#### Problem to solve:
Extract each line of the data below that contains the word "instance".

#### Records for the exercise:

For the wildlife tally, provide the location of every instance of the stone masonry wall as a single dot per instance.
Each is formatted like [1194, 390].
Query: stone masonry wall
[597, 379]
==
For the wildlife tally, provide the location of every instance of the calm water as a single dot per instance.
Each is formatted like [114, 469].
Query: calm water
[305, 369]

#### Result of this exercise:
For the wildlife tally, provide the location of every instance of the stone masonry wall as a single dot per instance.
For the wildlife tally, provide the location of every instance of the calm water as a single dot per instance.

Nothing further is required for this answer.